#### DATA RECORDS ####
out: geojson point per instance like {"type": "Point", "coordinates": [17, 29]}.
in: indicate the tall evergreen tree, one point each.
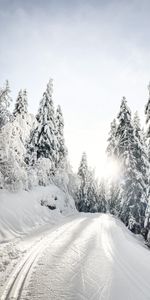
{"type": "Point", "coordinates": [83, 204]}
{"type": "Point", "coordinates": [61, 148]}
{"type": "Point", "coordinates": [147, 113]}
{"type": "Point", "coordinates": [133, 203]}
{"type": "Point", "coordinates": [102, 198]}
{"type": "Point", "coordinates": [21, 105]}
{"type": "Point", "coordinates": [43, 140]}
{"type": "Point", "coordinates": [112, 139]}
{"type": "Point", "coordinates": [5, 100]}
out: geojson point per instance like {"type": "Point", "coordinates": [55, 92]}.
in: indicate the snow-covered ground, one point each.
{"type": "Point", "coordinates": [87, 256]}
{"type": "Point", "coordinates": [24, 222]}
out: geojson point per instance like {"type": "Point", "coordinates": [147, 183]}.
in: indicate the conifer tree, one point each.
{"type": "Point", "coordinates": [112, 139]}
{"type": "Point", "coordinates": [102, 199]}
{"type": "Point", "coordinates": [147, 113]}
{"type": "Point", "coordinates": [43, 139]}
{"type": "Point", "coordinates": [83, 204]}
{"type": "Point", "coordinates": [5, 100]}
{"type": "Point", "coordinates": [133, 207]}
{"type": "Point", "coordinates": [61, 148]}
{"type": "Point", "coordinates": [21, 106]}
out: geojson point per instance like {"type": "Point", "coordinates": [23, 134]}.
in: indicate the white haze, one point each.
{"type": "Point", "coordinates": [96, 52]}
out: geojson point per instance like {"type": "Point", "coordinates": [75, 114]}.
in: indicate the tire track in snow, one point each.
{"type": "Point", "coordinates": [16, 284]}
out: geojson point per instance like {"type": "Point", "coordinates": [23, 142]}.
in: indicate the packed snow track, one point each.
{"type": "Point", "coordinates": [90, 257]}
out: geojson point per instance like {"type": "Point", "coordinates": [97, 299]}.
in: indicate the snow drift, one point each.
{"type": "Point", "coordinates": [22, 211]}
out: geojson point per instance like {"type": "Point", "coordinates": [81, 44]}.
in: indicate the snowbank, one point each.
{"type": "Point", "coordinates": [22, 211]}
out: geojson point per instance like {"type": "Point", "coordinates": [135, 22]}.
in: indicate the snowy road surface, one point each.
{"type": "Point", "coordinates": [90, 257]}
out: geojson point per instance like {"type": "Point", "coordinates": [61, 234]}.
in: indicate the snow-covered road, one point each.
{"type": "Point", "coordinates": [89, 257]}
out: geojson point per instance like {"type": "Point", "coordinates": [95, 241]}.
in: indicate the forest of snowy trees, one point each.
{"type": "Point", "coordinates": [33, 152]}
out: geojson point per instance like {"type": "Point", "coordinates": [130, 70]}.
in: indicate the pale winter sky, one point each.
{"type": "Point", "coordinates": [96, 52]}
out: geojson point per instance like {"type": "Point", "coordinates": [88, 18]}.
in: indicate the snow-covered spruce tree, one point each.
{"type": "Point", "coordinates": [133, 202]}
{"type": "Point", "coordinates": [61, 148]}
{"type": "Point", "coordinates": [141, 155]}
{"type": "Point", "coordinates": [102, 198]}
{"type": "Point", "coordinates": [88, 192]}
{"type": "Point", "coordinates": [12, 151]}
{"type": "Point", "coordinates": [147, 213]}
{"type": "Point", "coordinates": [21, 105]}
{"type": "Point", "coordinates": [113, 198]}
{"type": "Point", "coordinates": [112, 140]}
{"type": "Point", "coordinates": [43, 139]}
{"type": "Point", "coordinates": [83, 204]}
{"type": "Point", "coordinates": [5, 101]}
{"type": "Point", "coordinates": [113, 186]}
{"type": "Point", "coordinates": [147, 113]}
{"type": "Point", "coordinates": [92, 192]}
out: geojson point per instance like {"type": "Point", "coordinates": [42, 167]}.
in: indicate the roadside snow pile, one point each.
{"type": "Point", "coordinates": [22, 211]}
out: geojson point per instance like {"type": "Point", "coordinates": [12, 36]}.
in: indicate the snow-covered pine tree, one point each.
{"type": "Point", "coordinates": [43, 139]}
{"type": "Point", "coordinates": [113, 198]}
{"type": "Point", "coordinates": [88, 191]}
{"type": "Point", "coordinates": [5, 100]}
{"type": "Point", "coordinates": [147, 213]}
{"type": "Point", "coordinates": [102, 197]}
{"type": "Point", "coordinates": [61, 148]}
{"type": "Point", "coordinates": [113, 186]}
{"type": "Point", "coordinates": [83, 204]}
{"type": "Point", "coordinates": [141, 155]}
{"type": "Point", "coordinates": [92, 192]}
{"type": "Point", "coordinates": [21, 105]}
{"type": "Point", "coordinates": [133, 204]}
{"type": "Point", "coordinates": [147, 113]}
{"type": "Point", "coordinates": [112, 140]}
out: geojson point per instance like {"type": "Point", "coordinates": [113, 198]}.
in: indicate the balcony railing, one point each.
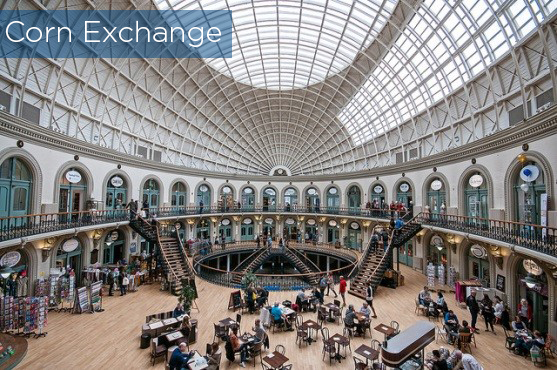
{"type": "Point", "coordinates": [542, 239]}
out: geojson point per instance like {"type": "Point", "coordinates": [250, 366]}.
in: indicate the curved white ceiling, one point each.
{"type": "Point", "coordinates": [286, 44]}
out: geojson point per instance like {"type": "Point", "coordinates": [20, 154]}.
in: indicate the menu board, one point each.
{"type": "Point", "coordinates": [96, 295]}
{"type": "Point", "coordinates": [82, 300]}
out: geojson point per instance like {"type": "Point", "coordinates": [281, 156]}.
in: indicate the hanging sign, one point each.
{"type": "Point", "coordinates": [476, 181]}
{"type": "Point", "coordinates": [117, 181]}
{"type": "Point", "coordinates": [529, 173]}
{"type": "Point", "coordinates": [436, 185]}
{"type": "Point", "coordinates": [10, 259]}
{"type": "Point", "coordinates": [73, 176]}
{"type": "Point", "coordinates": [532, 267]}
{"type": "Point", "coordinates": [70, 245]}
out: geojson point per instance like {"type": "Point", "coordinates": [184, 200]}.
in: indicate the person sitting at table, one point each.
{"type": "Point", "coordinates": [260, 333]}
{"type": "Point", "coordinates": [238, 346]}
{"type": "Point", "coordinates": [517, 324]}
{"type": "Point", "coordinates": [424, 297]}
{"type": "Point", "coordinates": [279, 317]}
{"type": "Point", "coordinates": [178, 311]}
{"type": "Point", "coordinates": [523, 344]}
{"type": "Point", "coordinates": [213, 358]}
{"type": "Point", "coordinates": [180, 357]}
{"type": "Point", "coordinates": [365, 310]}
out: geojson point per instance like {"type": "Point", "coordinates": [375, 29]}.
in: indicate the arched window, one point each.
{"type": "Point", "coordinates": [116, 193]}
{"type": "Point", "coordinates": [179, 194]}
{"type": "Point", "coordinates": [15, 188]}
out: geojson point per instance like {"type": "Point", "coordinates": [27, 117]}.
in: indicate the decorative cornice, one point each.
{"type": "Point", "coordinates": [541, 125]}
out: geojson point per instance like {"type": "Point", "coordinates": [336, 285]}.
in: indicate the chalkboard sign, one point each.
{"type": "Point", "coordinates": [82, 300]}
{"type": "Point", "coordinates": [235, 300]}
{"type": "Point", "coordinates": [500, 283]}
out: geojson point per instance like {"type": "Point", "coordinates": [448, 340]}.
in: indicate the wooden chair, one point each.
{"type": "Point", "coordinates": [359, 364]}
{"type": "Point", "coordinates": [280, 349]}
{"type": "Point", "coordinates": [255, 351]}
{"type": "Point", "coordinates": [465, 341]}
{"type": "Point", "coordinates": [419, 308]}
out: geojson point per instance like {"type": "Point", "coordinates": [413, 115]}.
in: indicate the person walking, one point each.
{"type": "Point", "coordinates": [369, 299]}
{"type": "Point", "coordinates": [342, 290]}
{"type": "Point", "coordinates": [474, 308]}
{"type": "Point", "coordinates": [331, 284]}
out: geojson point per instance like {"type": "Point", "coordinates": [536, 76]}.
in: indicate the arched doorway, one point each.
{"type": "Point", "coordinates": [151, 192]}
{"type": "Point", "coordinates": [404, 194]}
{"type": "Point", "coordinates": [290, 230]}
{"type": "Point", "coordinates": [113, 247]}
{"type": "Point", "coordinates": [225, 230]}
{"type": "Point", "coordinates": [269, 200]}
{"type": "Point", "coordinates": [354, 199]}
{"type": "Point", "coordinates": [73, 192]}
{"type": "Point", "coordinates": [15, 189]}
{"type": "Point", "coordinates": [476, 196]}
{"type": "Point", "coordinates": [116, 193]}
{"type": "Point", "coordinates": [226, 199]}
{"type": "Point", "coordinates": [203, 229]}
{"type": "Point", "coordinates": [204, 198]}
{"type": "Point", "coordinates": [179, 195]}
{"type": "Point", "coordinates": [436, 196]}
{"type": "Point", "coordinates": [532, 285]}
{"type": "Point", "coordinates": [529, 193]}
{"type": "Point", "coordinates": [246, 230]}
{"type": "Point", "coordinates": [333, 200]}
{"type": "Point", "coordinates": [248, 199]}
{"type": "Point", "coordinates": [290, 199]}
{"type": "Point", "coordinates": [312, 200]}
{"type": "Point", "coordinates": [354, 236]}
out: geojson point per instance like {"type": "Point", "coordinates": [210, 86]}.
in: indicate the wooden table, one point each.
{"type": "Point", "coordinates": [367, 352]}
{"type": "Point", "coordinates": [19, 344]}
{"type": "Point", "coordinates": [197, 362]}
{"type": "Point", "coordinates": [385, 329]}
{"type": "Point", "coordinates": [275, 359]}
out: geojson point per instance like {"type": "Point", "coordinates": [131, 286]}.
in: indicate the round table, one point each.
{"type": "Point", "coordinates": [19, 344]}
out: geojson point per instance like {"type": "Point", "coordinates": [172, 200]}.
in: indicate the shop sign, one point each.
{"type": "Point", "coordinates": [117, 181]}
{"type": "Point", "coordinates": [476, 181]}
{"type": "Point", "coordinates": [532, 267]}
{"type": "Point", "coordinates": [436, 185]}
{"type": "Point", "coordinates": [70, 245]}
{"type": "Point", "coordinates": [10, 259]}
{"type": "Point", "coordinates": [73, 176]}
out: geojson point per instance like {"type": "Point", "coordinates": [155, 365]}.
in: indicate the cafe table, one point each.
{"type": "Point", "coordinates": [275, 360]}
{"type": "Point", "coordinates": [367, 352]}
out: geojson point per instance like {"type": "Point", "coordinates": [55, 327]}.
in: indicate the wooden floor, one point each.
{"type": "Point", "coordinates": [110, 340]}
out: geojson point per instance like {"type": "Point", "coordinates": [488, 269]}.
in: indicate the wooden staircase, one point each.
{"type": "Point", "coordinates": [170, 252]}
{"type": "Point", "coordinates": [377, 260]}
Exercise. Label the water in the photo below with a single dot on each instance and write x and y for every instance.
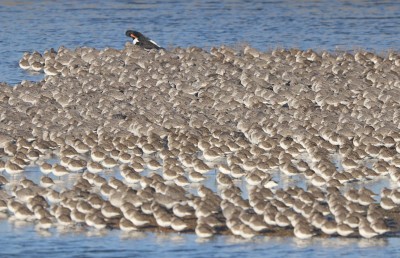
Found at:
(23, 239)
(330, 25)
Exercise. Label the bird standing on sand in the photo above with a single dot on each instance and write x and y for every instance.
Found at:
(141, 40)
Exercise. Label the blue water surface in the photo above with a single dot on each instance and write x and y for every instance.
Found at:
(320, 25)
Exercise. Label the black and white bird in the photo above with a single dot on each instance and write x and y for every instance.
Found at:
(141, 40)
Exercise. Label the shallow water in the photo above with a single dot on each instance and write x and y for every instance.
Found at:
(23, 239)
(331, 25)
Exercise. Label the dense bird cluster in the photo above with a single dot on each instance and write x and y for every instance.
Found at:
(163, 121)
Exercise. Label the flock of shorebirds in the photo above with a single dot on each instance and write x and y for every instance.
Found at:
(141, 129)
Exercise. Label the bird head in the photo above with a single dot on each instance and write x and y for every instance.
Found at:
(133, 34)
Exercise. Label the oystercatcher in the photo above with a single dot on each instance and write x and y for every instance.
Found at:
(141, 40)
####
*PROBLEM TO SOLVE*.
Give the lines of the entries above, from the line containing "Exercise. Label the bird standing" through the end of the entries, as a JSON list of strings with one string per line and blank lines left out.

*THE REPLY*.
[
  "Exercise. Label the bird standing on sand in the photo above with a single dot on each instance and write x and y for every instance.",
  "Found at:",
  "(141, 40)",
  "Exercise. Label the blue water surface in the photo above with a single dot on each instance and write x and y for every instance.",
  "Found at:",
  "(320, 25)",
  "Exercise. Label the black and white bird in the photo above with a single dot on each instance and write x and y for every instance.",
  "Found at:",
  "(141, 40)",
  "Exercise. Label the shallow water in the photo above with a single dot on each instance and write x and y for every instance.",
  "Found at:",
  "(23, 239)",
  "(331, 25)",
  "Exercise. Label the dense bird cluster in the photo above with a single dot on each instance and write x and y for every instance.",
  "Found at:",
  "(163, 121)",
  "Exercise. Label the flock of shorebirds in the photo above with a single dot on each instance and write x and y for every instance.",
  "Found at:",
  "(141, 129)",
  "Exercise. Label the bird head in the photo above with a single dot on each instance and write x and y for every instance.",
  "Found at:",
  "(133, 34)",
  "Exercise. Label the oystercatcher in the photo above with a single dot on each instance and write x and y for every instance.",
  "Found at:",
  "(141, 40)"
]